* **PROBLEM REQUIREMENTS**: Each line below needs to be repeated precisely as it is.

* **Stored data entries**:
BEGIN

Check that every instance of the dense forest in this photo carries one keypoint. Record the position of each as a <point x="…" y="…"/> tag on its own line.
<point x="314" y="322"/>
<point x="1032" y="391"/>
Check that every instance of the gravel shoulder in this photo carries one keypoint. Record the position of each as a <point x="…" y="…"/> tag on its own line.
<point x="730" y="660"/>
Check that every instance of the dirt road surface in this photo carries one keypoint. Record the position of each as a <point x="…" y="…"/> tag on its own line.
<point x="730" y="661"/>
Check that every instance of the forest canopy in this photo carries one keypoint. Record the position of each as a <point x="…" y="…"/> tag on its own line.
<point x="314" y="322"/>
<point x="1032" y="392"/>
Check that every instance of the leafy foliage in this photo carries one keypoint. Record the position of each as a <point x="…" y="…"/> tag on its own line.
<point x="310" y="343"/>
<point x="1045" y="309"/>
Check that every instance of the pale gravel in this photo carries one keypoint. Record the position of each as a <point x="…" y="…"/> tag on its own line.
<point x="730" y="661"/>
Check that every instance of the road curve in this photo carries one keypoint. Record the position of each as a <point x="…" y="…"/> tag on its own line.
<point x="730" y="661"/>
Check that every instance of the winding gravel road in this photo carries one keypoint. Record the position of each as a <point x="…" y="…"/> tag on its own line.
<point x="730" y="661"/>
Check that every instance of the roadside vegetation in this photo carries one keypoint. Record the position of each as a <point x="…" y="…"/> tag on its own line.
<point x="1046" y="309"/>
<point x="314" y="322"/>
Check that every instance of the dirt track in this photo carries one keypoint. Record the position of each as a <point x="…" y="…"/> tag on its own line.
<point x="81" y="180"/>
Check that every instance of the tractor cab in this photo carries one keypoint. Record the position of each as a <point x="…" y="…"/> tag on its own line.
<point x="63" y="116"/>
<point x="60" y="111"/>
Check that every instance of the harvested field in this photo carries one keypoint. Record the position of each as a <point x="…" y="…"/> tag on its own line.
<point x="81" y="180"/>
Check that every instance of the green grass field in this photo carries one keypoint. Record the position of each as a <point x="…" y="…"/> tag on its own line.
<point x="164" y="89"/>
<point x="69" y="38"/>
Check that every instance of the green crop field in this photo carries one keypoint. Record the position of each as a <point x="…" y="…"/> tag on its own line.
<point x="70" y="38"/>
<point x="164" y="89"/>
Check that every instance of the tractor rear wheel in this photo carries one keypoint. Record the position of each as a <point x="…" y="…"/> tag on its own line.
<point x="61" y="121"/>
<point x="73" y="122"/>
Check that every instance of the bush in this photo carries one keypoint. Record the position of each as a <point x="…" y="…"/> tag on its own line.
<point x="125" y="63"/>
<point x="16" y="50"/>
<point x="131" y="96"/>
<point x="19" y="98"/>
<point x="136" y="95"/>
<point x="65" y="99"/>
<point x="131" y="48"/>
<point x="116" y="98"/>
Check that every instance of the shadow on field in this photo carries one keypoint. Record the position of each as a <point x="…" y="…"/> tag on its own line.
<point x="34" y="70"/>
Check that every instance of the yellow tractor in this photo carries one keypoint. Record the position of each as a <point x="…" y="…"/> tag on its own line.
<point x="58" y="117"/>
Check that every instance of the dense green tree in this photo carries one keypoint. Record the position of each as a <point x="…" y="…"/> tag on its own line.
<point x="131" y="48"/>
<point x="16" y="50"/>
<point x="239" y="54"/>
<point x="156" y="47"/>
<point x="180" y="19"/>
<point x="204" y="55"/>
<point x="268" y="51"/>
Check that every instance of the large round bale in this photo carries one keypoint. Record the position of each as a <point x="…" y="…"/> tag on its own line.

END

* **SOLUTION FOR THIS TASK**:
Check that every instance of the dense forest in this photo carries one keypoint. Record the position of each as a <point x="…" y="…"/> tag on its own line.
<point x="314" y="322"/>
<point x="1032" y="391"/>
Check that every instance of the gravel shoulder in this photo carries one keypoint. Record the position of each as a <point x="…" y="…"/> tag on its own line.
<point x="730" y="660"/>
Check that every instance of the dirt road surface in this photo carries one keypoint. Record the position of each as a <point x="…" y="…"/> tag on its own line.
<point x="730" y="661"/>
Check that every instance of the forest canopy in this photo carries one keypoint. Record the position of each as a <point x="…" y="…"/> tag on its own line.
<point x="314" y="322"/>
<point x="1032" y="392"/>
Check that every instance of the leafy foliage in this photo carries one keypoint. Record the position of each as a <point x="…" y="…"/> tag on its own line.
<point x="310" y="343"/>
<point x="1045" y="309"/>
Check that every instance of the pale gravel in this photo carries one keypoint. Record the position of each as a <point x="…" y="…"/> tag on its own line.
<point x="730" y="661"/>
Check that every instance of the road curve in this photo carries one keypoint. Record the position of each as a <point x="…" y="…"/> tag on its own line.
<point x="730" y="661"/>
Check that every instance of the winding gravel road in this photo carries one keypoint. Record the position of each as a <point x="…" y="…"/> tag on its own line.
<point x="730" y="661"/>
Check that every instance of the roadside vegetation in this photo carries one keypoint. Record the position of each as a <point x="…" y="…"/> tag on its own line.
<point x="1046" y="309"/>
<point x="314" y="322"/>
Check that every instance of the dirt track in this photo carries one keypoint. Record the position of each as a <point x="…" y="…"/> tag on its own line.
<point x="81" y="180"/>
Check that every instance of the tractor cab in this photo carries one keypoint. Record the position of each as a <point x="…" y="…"/> tag on its own line.
<point x="63" y="116"/>
<point x="60" y="111"/>
Check that every instance of the harvested field in this photo carries one keypoint. Record the position of each as a <point x="…" y="…"/> tag on its own line.
<point x="81" y="180"/>
Check that every instance of the green grass field in this photo carries one keypoint. Record the position of each as a <point x="…" y="…"/> tag on its own line.
<point x="164" y="89"/>
<point x="69" y="38"/>
Check that every instance of the green crop field in this photo carries one keypoint. Record the position of each as a <point x="…" y="…"/> tag on its own line.
<point x="70" y="38"/>
<point x="164" y="89"/>
Check that every instance of the tractor rear wheel in this photo carries one keypoint. Record the position of each as a <point x="…" y="…"/> tag on its own line.
<point x="61" y="121"/>
<point x="73" y="122"/>
Check that every instance of the bush in this photo carries one keypoint. Record the position of each as a <point x="…" y="…"/> tag on its own line.
<point x="125" y="63"/>
<point x="16" y="50"/>
<point x="131" y="96"/>
<point x="19" y="98"/>
<point x="136" y="95"/>
<point x="65" y="99"/>
<point x="131" y="48"/>
<point x="116" y="98"/>
Check that every instance of the shadow on field in this photo carries one keypoint. Record the position of each as a <point x="…" y="…"/> tag on its own line.
<point x="34" y="70"/>
Check that every instance of the yellow tractor in this photo carries one keypoint. Record the position of each as a <point x="…" y="…"/> tag on its own line.
<point x="58" y="117"/>
Check that every instance of the dense green tree in this photo carries one keypoint. Record the position of each as a <point x="…" y="…"/> tag on its own line.
<point x="131" y="48"/>
<point x="16" y="50"/>
<point x="239" y="54"/>
<point x="156" y="47"/>
<point x="180" y="19"/>
<point x="204" y="55"/>
<point x="268" y="51"/>
Check that every instance of the large round bale in this photo carries one keypoint. Record the position of each as a <point x="…" y="…"/> tag on its own line.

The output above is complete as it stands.